● Given data:
——————————

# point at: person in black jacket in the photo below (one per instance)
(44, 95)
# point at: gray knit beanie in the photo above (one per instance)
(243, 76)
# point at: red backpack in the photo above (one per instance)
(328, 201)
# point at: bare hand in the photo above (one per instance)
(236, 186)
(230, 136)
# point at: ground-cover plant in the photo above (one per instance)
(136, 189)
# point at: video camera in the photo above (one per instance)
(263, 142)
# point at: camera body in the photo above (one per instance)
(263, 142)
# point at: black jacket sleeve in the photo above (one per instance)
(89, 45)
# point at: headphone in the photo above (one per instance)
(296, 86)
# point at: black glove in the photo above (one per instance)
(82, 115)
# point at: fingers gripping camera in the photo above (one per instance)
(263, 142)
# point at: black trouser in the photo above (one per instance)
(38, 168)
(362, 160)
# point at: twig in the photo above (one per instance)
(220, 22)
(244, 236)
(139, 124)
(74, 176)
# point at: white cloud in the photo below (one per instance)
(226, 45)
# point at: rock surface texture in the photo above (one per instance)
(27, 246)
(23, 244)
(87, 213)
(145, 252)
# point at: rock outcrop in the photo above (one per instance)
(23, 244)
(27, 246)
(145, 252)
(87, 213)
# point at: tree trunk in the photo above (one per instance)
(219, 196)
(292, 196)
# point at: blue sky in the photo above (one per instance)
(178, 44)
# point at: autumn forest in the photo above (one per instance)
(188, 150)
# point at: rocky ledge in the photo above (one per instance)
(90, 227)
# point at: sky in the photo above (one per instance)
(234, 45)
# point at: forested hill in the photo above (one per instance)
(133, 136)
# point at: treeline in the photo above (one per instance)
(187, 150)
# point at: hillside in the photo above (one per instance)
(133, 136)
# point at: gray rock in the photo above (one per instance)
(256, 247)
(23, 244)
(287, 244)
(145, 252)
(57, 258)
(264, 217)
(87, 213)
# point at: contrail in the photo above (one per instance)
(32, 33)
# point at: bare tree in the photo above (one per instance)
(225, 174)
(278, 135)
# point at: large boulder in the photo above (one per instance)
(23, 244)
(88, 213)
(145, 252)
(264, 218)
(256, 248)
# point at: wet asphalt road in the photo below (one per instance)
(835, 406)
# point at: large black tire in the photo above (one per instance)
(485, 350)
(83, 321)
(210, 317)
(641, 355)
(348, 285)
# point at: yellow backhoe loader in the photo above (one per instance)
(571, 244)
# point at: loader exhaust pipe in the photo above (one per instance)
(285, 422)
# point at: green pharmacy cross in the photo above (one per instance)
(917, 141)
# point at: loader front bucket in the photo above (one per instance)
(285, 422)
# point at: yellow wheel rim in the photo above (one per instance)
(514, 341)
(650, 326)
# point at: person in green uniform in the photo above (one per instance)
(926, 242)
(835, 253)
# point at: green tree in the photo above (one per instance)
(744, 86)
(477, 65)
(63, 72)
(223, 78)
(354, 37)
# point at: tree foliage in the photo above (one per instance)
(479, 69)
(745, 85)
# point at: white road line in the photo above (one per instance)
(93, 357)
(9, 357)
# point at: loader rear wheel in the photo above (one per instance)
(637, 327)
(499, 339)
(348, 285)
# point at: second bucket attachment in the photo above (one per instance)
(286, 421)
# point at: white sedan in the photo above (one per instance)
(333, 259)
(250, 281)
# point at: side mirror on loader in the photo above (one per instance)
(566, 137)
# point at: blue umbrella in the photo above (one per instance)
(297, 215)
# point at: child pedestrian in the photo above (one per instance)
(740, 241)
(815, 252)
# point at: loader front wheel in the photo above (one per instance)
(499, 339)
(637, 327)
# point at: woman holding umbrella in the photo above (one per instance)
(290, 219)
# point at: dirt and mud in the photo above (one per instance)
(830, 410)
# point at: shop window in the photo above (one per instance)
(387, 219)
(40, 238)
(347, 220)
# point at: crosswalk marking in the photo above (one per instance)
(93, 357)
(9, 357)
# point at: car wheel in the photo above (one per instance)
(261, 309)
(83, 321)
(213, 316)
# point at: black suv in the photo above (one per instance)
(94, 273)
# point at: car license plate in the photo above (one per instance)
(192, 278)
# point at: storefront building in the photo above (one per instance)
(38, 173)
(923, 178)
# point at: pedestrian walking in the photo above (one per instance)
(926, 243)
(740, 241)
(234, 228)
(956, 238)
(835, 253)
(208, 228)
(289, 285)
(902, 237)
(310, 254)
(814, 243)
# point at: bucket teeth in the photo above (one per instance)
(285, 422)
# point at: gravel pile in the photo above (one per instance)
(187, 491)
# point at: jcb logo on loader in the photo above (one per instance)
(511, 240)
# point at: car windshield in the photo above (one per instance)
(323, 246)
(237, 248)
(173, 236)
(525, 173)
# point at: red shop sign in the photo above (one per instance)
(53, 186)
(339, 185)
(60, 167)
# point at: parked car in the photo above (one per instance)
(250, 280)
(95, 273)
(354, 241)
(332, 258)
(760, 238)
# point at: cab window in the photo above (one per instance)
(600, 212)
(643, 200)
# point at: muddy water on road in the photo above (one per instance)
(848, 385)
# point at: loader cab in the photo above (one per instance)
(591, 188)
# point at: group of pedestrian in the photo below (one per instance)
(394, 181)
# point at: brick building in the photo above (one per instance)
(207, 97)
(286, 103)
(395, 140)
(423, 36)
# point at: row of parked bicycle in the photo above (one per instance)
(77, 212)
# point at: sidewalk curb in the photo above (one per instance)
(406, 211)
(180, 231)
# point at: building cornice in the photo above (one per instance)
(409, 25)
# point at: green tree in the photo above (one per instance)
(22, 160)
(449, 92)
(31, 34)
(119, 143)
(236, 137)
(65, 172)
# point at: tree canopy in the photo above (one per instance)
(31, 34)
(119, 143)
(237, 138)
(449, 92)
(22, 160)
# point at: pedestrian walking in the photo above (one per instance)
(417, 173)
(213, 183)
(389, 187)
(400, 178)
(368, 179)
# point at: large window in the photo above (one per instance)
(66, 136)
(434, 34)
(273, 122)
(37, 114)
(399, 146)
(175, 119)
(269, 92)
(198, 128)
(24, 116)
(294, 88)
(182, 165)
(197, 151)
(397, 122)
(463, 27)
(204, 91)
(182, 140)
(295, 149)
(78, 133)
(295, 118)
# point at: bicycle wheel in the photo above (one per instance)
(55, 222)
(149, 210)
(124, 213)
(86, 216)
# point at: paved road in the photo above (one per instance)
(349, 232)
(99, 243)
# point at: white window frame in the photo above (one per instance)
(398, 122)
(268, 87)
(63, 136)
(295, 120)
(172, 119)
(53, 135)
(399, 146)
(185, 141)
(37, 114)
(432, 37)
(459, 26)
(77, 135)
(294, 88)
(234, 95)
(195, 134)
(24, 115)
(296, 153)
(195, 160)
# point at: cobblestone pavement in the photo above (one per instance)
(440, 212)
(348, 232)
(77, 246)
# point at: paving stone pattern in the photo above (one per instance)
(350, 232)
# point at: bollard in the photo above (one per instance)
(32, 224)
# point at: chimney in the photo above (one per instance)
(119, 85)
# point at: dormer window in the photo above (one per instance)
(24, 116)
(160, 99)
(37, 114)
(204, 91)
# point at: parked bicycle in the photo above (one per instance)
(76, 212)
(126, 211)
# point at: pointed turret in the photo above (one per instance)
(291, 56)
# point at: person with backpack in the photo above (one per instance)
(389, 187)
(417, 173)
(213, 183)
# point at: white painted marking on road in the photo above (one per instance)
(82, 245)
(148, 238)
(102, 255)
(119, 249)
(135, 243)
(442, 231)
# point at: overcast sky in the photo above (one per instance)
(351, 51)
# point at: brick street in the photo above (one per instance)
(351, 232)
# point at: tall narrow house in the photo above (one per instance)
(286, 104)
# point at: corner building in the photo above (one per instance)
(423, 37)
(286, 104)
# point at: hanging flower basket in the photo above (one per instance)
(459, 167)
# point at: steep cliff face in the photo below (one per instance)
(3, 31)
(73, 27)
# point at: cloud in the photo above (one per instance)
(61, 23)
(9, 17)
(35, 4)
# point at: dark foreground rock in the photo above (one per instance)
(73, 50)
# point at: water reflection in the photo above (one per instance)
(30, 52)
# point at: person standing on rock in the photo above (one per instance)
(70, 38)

——————————

● Challenge:
Give back, exactly as written, the lines from the one with "# point at: cobblestone" to the last line.

● Completed task:
# point at: cobblestone pavement in the photo above (one per instance)
(440, 212)
(348, 232)
(77, 246)
# point at: paving stone pattern in the photo above (one per instance)
(350, 232)
# point at: bollard in the photo above (one per instance)
(32, 224)
# point at: chimney in the photo above (one per instance)
(119, 85)
# point at: dormer window in the photo above (one per instance)
(24, 116)
(160, 99)
(37, 114)
(204, 91)
# point at: parked bicycle in the photo above (one per instance)
(76, 212)
(126, 211)
# point at: pointed turret in the photo above (one per instance)
(291, 56)
# point at: person with backpack in the photo above (one per instance)
(389, 187)
(417, 173)
(213, 183)
# point at: white painted marking on road in the photo above (one per instance)
(82, 245)
(148, 238)
(102, 255)
(119, 249)
(135, 243)
(442, 231)
# point at: overcast sky in the photo above (one per instance)
(351, 51)
# point at: brick street in the photo above (one per instance)
(351, 232)
# point at: tall narrow house in the photo above (one per instance)
(286, 104)
# point at: corner building in the photo above (one per instance)
(423, 37)
(286, 104)
# point at: hanging flower basket in the photo above (one per instance)
(459, 167)
# point at: steep cliff face in the photo below (one per instance)
(3, 31)
(73, 27)
# point at: cloud in the photo above (one per instance)
(61, 23)
(9, 17)
(35, 4)
# point at: dark foreground rock in the photo above (one per instance)
(73, 50)
# point at: water reflection in the photo above (one per instance)
(30, 52)
# point at: person standing on rock in the photo above (one per instance)
(70, 38)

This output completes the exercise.